- _RECORDED DATA_

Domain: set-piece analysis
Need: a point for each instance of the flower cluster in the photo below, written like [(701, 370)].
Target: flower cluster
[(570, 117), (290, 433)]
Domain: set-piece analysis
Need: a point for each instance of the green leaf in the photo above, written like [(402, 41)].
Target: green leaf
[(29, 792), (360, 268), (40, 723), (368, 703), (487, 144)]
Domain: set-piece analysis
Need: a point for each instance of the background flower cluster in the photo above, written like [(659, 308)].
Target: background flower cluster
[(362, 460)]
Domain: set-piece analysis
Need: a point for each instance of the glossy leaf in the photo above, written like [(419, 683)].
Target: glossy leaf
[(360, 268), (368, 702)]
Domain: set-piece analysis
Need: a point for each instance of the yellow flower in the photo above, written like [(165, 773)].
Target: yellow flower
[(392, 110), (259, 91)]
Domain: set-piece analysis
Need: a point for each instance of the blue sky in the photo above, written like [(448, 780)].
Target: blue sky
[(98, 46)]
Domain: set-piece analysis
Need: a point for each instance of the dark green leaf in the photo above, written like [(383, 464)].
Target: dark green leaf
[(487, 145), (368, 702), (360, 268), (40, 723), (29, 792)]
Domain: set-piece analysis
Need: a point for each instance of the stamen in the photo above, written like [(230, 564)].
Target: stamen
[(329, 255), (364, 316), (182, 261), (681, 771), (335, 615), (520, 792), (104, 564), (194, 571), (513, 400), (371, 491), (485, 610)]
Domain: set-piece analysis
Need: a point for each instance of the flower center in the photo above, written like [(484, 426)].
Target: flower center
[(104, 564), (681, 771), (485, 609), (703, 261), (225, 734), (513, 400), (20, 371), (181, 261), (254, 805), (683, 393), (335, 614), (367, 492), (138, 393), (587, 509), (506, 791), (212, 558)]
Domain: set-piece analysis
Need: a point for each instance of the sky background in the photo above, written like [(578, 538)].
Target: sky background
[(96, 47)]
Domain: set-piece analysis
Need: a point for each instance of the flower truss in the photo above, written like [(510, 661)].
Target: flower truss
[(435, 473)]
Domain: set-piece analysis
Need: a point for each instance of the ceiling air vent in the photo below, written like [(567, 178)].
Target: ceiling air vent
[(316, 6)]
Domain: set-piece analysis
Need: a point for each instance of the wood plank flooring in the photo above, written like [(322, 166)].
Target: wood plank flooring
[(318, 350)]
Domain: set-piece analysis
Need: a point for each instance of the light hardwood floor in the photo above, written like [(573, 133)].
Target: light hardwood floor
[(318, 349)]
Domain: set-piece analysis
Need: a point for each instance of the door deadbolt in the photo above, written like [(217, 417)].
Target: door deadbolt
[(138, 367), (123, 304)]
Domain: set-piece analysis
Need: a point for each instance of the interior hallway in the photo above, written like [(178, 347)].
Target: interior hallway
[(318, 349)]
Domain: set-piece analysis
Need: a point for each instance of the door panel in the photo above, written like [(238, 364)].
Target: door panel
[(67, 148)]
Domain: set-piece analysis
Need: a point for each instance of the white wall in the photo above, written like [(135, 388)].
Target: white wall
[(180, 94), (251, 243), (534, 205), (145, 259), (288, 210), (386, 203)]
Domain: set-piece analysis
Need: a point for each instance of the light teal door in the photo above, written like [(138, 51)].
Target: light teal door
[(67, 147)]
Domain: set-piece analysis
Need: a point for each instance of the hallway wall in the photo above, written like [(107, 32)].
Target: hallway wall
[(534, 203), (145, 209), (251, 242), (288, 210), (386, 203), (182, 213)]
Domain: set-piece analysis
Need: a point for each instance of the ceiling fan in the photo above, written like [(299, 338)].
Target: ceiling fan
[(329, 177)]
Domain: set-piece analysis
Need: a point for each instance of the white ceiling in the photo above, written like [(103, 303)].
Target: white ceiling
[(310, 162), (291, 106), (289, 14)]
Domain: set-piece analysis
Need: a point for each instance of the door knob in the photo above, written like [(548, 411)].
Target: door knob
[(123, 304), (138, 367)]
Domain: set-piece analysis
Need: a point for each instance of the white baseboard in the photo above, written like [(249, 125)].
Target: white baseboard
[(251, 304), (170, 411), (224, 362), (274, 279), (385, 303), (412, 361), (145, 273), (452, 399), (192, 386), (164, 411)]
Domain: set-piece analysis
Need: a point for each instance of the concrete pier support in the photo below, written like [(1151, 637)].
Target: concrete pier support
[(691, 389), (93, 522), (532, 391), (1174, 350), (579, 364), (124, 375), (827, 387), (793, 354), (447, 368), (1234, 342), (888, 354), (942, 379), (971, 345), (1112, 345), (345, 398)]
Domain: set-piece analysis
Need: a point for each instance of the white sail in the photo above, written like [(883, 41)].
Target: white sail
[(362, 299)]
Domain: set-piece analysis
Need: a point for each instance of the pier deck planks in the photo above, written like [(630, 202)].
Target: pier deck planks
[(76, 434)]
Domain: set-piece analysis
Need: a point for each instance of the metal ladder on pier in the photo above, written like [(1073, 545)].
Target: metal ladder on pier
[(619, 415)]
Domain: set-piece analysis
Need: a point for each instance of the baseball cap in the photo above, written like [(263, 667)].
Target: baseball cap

- _EXERCISE BRIEF_
Find every line in the records above that contains the word "hardwood", and copy each of those lines in full.

- _FINISHED EXERCISE_
Need: a point for each instance of the light hardwood floor in the photo above, written like [(573, 133)].
Target: light hardwood floor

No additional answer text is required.